_Exercise objective_
If any record holds an image, omit the image and print the rest exactly.

_Data provided_
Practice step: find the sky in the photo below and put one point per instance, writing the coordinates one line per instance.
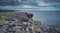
(37, 7)
(42, 5)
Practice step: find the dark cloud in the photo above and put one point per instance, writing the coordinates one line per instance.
(52, 1)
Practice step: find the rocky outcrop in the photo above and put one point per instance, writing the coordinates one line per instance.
(21, 22)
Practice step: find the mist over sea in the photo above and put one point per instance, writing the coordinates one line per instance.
(47, 17)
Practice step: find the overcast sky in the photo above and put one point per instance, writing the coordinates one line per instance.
(52, 5)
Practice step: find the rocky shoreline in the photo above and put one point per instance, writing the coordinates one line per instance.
(22, 22)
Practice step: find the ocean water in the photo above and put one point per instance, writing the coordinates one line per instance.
(47, 17)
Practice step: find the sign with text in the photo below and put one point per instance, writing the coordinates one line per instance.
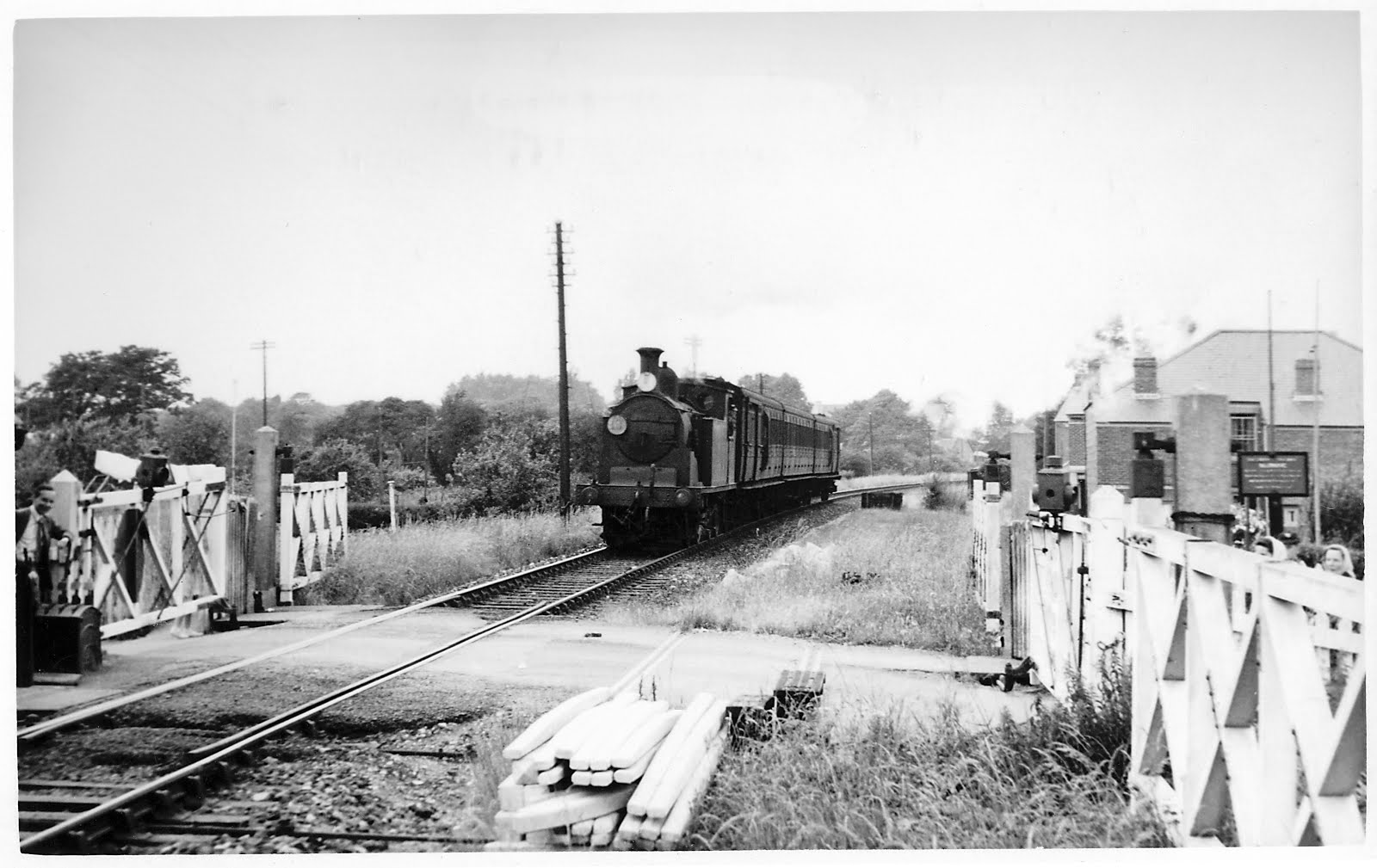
(1274, 473)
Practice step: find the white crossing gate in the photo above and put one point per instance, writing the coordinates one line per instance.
(313, 532)
(144, 559)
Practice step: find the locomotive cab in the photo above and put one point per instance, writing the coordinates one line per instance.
(683, 459)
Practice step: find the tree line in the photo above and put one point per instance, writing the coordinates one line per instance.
(491, 445)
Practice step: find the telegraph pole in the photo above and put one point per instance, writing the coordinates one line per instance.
(1314, 450)
(263, 347)
(564, 374)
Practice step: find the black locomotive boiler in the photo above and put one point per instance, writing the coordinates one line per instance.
(685, 459)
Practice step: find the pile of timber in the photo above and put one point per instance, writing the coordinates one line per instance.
(608, 769)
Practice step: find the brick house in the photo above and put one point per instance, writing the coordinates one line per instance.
(1232, 363)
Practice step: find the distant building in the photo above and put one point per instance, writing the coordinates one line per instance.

_Result of this exercise_
Practice step: find the sky in the photo below and put one point per instance, writing the coordinates one line per instance.
(37, 7)
(42, 5)
Practice step: find the dark cloud in the photo above and put one point per instance, writing the coordinates one line per instance.
(52, 1)
Practice step: find the rocky outcrop in the photo above and put one point per instance, writing the coordinates one line per instance.
(21, 22)
Practice step: find the mist over sea in the photo above and put one point per instance, writing the coordinates one line per instance.
(47, 17)
Practice step: find the overcast sky in the photo above and put one point per instance, writing the coordinates one line per instance.
(52, 5)
Practice step: find the rocky shoreline in the photo above and put one point per instance, writing the coordinates one line per instance.
(22, 22)
Practice step: find the ocean water in the photo above and put one point per instance, writing the coordinates one line per instance.
(47, 17)
Practice step: find the sign with text in the photo below and put one point per instance, writing the coordinates one line per instance.
(1274, 473)
Practice step: find the white crossing gate in the photo above and put one point per instance, writing the coordinates one line per instance.
(313, 532)
(144, 559)
Practice step: find the locomotive cab in the photo above and put one point per instance, writing the coordinates one line per instance.
(683, 459)
Practice step: find the tree line in the photo above and put one point per instance, writing the coordinates one line per instance.
(491, 445)
Practice step: find the telegraph pole in the photo above and put one point per instance, writing the coordinates one line per instance.
(1314, 450)
(263, 347)
(564, 374)
Practice step: find the black locomotive boiler in the photo above and put one point per instance, writing the coordinates one line per instance.
(685, 459)
Practice step: find the pile of timber in the photo above and put one point per instance, writing the coordinates one line per instance.
(608, 769)
Practice step: find the brick house in the photo above and put one point per instance, writing the coordinates one line per instance.
(1232, 363)
Practice step: find the distant building in the photo above and put one point per instance, writing the coordinates one line per instance.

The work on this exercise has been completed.